> **Stored records**:

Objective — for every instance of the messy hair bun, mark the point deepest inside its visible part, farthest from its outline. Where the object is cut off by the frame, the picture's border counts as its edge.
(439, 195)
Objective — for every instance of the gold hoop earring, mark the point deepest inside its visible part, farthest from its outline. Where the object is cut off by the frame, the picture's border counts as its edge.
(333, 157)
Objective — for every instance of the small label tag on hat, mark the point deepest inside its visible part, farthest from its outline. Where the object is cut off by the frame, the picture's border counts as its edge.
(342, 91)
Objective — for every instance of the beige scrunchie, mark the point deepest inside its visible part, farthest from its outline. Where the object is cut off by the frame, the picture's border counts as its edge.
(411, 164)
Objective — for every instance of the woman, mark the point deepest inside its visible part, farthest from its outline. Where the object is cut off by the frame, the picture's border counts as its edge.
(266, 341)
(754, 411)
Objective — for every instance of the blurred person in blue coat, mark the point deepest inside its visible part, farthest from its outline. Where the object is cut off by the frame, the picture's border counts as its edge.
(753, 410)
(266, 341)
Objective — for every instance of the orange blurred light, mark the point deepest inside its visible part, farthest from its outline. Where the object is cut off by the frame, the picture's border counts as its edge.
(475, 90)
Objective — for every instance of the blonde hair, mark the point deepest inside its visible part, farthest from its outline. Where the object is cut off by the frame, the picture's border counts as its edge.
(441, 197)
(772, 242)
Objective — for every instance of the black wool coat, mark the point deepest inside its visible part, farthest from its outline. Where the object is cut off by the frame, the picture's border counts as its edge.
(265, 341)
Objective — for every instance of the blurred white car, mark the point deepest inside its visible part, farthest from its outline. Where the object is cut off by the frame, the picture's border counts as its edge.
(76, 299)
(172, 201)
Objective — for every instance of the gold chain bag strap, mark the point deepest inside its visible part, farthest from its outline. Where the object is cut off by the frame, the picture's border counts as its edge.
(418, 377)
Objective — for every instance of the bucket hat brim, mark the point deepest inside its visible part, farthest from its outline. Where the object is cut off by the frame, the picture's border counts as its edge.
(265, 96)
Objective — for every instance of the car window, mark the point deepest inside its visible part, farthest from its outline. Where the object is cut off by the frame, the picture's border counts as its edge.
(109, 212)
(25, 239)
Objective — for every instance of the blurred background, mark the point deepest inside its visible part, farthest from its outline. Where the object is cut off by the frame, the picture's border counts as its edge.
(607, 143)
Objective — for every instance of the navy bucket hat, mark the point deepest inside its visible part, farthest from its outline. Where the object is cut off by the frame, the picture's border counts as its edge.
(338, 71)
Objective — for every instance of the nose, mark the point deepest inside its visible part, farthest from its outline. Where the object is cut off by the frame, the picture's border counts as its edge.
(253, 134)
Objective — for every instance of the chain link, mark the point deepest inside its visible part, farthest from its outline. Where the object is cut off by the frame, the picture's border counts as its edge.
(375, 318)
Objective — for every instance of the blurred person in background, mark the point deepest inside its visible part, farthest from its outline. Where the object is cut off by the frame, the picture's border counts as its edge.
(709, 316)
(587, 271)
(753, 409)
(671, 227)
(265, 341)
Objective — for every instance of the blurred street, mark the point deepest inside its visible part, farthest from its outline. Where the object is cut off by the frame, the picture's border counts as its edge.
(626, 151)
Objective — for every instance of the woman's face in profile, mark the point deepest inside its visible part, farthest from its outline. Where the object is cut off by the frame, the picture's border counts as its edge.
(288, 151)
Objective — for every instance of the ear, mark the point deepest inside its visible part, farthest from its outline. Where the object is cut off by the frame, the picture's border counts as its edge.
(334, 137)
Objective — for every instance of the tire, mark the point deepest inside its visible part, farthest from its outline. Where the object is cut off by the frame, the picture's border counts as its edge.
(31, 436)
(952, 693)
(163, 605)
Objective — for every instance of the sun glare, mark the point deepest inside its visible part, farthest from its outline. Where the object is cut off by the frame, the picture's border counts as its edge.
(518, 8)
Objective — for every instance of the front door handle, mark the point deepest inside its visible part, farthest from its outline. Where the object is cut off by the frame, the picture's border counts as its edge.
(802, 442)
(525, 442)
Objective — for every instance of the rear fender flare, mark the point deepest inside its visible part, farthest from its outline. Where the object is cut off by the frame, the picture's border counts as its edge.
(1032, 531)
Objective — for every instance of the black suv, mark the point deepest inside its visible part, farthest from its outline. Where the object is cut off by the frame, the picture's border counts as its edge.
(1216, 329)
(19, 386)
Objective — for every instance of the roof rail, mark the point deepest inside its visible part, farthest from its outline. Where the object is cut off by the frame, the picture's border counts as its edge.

> **What the task requires**: Convert all of the records above into a numbered list, with no blank lines.

> **The result**:
1. Objective — for every instance of the messy hair bun, mark the point deepest inside its visible part, farthest from its outline. Where the object is cut off by the frame, the picture's border counts as its edge.
2. (439, 195)
3. Objective — for every instance of the gold hoop earring, mark the point deepest inside its visible part, farthest from its outline. Where the object is cut off by the frame, the picture's border counts as its edge.
4. (333, 157)
5. Objective — for every instance of the small label tag on hat, mark the point deepest inside its visible part, farthest from its outline. Where the object is cut off by the frame, the picture's border counts as its edge.
6. (342, 91)
7. Objective — for every instance of the beige scrunchie, mark the point deepest inside its visible part, farthest from its outline. Where the object is cut off by the frame, the picture's border counts as its edge.
8. (411, 164)
9. Objective — for every instance of the woman, mark the point deepest inside its visible part, farthest from its outline. Where the object is cut off by the frame, the picture's border counts as its edge.
10. (266, 341)
11. (754, 411)
12. Objective — for every instance of the blurred person in blue coat, mark the point deepest inside its visible part, farthest from its outline. Where the object is cut off by the frame, the picture's border counts as its edge.
13. (753, 410)
14. (266, 341)
15. Objective — for every instance of the orange blurred light, mark the point deepest inside its visible part, farthest from its outline. Where the object is cut off by the frame, the picture's border counts as its edge.
16. (475, 90)
17. Objective — for every instance of the blonde hair, mark the point deepest inside its visible part, farthest from its outline. Where the object is cut off by the frame, the picture's border counts as its edge.
18. (441, 197)
19. (772, 242)
20. Objective — for every instance of the black wool coat, mark the point deepest inside its visible part, farthest from its outline. Where the object is cut off by the frame, the picture's border counts as its edge.
21. (265, 341)
22. Objective — for every instance of the blurred white car, mark the point deepest inside its visible part, farthest from its outline. Where the object is cut off by the frame, the picture's border counts as its edge.
23. (76, 299)
24. (172, 201)
25. Objective — for every instance of the gold chain bag strap, mark the point deepest inside its visible part, farthest from its outline. Where the object is cut off by the frame, the picture's border counts as its edge.
26. (418, 377)
27. Objective — for every instance of the bucket hat brim, mark the point deepest inside its visible part, farthest from its outline. Where the object is cut off by the frame, the picture's border counts as its edge.
28. (265, 96)
29. Objective — for every instance of the car window, mark the point deepest inside its visible part, farthest from its outline. Where the object is cut off by the frame, the picture's border counts as its edge.
30. (109, 212)
31. (25, 239)
32. Objective — for every instance of the blurred background, mark the point deepest inside its visible part, farthest from its outline. Where the object is cut off by the frame, the picture's border counts as its edge.
33. (607, 143)
34. Objective — for every instance of the navy bucket hat, mark the point deepest inside its visible part, farthest from its outline. Where the object is cut off by the frame, the picture's border counts as its edge.
35. (338, 71)
36. Objective — for every instance of the nose, mark the point deepest inside its visible part, farthest from its outline. Where the object is cut off by the frame, the picture's border counts as its edge.
37. (253, 134)
38. Objective — for every instance of the chain link, mark the point deepest inside its visible part, farthest from its outline. Where the object is cut off by the frame, the picture's border counts as its edge.
39. (375, 318)
40. Objective — for every instance of the blurred person in background, mark the point deepest inside its visible part, farthest from its outline. Where the object is cut off by the frame, the picture's border counts as its edge.
41. (709, 316)
42. (587, 271)
43. (753, 409)
44. (671, 227)
45. (265, 341)
46. Objective — for every instance of the blurred street, mark the point deepest inside its visible part, farthest from its outline. Where the object is cut off by the frame, the picture's border counts as its edge.
47. (626, 151)
48. Objective — for every instance of the woman's face in profile, mark the point deepest inside its visible part, farthest from its outline. Where the object is cut off by the frame, the picture's border counts as its edge.
49. (288, 151)
50. Objective — for every instance of the ear, mark the point deepest inside its visible part, farthest from its outline. Where the object is cut off by the frame, the picture's border counts as its edge.
51. (334, 137)
52. Objective — for every instance of the tire, mark the point deepest inside its visible part, farthest from its outline. Where the object is cut off by the frame, the picture's border counts as its edge.
53. (31, 436)
54. (952, 693)
55. (163, 605)
56. Objective — for every instance of the sun glare, mark the point deepest inside its visible part, farthest from its outline. Where the object is cut off by the frame, the picture's border counts as its edge.
57. (518, 8)
58. Objective — for every instance of the front door handle, mark the point deepest inside its visible part, farthest from its outline. Where the object is cut off by the frame, the picture's border counts as its edge.
59. (802, 442)
60. (525, 442)
61. Objective — for every instance of the rear fender flare, mark the point deepest inside its visible part, farthest from its outline. Where the object is cut off by the frame, the picture's border counts as its edge.
62. (1032, 531)
63. Objective — for every instance of the black suv, mark the point deepest inside its visible part, farthest from its outline. Where the object is cut off by the frame, the picture's border counts as its edge.
64. (1216, 329)
65. (19, 386)
66. Objective — for every instance of the roof rail, mark the point deepest inside its visible part, farthest from its outline. Where the object is cut off by the frame, the picture's border counts as its edge.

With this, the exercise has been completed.